# Work order:
Across all the records, filter for lines with the word "rough" and copy them.

# Records:

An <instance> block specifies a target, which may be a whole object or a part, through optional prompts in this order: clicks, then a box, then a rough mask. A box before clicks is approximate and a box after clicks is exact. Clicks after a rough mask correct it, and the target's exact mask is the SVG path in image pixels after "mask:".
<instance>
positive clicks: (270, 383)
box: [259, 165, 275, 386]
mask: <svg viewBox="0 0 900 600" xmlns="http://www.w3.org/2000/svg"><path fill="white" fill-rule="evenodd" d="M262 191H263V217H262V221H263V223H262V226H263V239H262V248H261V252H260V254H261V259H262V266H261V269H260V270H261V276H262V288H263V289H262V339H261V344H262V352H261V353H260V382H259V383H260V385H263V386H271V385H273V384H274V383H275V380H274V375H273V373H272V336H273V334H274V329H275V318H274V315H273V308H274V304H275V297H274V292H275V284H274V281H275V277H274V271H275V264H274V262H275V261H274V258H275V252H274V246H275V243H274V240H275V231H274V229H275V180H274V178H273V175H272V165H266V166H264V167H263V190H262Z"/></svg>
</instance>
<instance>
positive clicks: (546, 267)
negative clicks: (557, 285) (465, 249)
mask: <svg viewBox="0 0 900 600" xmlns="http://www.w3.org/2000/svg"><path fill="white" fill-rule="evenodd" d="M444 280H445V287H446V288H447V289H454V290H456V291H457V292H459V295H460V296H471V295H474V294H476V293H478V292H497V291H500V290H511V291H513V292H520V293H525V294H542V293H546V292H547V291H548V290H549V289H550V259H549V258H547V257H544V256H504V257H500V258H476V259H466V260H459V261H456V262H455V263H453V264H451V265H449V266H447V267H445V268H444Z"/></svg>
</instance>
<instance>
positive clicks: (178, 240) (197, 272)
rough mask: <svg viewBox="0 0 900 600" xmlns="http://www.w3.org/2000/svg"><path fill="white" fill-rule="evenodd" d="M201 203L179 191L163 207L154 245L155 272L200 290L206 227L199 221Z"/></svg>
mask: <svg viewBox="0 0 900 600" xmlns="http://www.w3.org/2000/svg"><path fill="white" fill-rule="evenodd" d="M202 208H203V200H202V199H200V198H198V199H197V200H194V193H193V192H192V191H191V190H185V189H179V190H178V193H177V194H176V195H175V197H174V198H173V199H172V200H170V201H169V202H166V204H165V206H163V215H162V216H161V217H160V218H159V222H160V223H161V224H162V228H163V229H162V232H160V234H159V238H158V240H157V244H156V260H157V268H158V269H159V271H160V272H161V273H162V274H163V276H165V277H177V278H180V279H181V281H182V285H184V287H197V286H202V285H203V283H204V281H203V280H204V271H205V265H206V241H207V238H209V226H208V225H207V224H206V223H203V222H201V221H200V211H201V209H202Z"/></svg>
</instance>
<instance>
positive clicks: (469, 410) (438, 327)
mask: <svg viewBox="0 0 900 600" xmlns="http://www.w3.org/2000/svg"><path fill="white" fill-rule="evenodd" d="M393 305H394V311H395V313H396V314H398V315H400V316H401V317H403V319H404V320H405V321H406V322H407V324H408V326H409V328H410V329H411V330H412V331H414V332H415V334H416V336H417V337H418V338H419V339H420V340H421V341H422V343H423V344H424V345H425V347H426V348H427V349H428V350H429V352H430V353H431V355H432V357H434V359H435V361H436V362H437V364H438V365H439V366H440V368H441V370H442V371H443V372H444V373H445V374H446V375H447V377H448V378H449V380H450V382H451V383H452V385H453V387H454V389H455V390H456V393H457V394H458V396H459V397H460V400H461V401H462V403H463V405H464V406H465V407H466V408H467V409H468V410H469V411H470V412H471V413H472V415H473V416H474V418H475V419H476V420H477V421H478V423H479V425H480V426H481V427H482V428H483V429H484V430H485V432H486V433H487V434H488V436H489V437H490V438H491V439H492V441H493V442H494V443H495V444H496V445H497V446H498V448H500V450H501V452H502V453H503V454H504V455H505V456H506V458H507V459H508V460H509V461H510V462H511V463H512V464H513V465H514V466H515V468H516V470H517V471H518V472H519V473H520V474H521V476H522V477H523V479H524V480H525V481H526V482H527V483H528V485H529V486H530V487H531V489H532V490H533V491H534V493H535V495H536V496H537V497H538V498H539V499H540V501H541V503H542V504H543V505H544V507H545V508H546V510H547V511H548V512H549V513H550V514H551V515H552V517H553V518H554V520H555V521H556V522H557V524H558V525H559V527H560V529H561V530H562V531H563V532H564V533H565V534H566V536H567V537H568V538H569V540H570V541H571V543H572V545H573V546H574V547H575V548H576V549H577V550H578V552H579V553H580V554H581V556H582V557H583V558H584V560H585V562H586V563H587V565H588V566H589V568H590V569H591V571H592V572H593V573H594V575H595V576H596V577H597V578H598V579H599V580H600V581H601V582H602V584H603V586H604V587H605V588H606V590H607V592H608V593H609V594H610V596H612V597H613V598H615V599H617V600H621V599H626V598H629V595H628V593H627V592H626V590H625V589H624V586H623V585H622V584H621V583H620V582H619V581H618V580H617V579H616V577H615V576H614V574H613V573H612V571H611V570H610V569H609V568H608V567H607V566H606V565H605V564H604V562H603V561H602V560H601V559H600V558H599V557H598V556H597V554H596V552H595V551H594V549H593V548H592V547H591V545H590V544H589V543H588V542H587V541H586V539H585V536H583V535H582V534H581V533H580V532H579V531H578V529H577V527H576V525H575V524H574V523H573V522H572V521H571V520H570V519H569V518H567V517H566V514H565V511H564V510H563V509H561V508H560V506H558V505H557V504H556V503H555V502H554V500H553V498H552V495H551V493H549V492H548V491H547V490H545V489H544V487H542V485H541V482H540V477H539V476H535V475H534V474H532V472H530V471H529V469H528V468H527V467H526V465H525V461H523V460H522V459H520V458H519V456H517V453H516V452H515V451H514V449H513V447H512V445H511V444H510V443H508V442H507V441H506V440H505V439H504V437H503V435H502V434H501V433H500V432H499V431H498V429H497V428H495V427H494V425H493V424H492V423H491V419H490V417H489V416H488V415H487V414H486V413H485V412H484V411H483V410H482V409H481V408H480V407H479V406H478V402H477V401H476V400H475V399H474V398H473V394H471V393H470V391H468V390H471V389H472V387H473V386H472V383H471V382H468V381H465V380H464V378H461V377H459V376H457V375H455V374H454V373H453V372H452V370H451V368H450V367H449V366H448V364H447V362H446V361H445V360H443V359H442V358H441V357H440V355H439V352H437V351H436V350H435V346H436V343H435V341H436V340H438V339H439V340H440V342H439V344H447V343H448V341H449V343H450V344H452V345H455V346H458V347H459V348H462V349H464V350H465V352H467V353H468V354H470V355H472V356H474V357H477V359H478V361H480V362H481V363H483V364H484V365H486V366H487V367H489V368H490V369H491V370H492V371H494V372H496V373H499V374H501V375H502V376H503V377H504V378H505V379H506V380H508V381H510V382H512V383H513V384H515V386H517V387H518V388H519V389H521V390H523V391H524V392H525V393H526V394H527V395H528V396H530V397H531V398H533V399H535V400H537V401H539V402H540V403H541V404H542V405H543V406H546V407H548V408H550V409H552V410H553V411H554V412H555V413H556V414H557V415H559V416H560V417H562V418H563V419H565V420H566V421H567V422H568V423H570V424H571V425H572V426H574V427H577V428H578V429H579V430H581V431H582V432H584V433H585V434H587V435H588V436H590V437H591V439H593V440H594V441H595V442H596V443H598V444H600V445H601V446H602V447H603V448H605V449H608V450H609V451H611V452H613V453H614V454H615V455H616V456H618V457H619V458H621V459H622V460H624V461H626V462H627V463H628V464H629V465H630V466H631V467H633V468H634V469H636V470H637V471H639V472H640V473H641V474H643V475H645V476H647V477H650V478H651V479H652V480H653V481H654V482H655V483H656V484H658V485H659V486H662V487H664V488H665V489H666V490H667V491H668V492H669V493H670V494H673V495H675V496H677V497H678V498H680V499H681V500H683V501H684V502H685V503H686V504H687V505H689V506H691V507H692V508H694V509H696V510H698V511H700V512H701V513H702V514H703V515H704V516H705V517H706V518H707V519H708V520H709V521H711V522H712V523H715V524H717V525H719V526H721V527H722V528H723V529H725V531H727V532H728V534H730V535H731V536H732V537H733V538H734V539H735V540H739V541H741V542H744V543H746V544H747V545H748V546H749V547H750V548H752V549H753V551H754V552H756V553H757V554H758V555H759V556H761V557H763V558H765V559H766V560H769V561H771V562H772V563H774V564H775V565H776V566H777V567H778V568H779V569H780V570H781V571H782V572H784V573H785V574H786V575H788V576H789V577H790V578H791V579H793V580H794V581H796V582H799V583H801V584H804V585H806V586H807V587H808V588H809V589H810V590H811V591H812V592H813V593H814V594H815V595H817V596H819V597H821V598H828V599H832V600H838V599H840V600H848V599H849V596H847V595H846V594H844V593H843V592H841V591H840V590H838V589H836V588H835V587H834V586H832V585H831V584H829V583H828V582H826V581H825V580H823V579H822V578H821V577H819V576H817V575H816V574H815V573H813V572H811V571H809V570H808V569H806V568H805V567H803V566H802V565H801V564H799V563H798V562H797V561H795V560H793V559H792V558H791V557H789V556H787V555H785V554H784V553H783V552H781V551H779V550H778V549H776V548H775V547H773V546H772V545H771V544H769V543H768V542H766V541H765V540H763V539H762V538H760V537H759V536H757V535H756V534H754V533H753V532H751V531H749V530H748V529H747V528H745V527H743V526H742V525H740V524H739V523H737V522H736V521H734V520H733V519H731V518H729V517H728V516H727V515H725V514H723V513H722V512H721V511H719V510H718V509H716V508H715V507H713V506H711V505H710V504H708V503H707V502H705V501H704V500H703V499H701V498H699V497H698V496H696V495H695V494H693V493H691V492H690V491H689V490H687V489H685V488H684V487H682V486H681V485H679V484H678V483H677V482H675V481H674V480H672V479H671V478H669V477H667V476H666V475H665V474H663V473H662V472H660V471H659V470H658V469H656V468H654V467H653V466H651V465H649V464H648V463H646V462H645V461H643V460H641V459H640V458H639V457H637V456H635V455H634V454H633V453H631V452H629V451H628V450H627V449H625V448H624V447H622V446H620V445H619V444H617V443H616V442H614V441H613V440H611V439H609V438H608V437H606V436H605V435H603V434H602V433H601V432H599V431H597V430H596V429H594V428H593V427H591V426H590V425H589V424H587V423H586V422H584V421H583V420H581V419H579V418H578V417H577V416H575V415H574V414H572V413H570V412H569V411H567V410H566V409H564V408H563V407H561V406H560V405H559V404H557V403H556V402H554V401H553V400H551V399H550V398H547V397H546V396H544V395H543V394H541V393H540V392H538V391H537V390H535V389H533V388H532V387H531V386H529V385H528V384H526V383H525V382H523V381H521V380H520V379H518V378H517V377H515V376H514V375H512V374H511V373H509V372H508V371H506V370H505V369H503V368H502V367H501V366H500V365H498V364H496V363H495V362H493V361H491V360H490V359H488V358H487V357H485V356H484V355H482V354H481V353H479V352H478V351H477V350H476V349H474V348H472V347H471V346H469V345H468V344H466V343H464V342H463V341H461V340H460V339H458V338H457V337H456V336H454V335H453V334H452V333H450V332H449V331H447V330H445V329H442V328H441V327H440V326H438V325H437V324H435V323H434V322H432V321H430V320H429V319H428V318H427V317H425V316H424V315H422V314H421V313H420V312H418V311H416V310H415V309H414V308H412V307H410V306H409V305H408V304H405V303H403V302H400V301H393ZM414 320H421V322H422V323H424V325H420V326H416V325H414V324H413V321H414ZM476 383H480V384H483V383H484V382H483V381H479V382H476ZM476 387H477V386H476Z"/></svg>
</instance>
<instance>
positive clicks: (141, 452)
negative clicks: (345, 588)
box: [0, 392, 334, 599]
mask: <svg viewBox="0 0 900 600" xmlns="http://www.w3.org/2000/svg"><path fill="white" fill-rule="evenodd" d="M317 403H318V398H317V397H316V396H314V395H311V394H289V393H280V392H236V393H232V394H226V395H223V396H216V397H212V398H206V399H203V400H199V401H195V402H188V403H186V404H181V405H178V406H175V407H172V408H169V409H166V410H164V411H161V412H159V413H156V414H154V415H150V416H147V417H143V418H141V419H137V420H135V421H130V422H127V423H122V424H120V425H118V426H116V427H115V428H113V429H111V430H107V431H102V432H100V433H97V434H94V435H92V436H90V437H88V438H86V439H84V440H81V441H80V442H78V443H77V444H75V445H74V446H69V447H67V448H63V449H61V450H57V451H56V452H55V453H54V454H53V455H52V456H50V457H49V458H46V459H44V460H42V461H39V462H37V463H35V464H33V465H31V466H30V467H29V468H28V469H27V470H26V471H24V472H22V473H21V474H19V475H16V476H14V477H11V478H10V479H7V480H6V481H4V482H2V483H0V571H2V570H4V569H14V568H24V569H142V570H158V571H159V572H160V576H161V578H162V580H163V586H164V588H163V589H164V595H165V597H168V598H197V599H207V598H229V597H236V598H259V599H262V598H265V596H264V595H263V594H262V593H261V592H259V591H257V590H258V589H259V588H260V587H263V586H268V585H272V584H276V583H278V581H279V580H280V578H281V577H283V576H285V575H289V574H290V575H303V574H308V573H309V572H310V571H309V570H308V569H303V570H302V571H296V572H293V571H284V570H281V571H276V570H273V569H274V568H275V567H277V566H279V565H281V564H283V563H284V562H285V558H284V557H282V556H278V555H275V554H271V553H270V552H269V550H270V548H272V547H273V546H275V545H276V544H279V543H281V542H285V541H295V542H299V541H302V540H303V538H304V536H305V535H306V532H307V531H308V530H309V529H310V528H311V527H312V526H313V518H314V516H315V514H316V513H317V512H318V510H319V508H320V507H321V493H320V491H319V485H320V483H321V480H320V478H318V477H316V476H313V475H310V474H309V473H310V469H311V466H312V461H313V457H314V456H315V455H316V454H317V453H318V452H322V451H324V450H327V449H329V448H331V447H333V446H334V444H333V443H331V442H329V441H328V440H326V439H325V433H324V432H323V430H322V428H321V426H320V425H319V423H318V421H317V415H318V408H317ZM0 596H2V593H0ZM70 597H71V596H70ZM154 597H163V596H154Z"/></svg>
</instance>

# Solution to the problem:
An <instance> block specifies a target, which may be a whole object or a part, through optional prompts in this order: clicks, then a box, then a rough mask. A box before clicks is approximate and a box after clicks is exact. Clicks after a rough mask correct it, and the target's exact mask is the SVG path in image pixels after "mask:".
rough mask: <svg viewBox="0 0 900 600" xmlns="http://www.w3.org/2000/svg"><path fill="white" fill-rule="evenodd" d="M201 203L179 191L163 207L154 245L155 272L200 290L206 227L199 221Z"/></svg>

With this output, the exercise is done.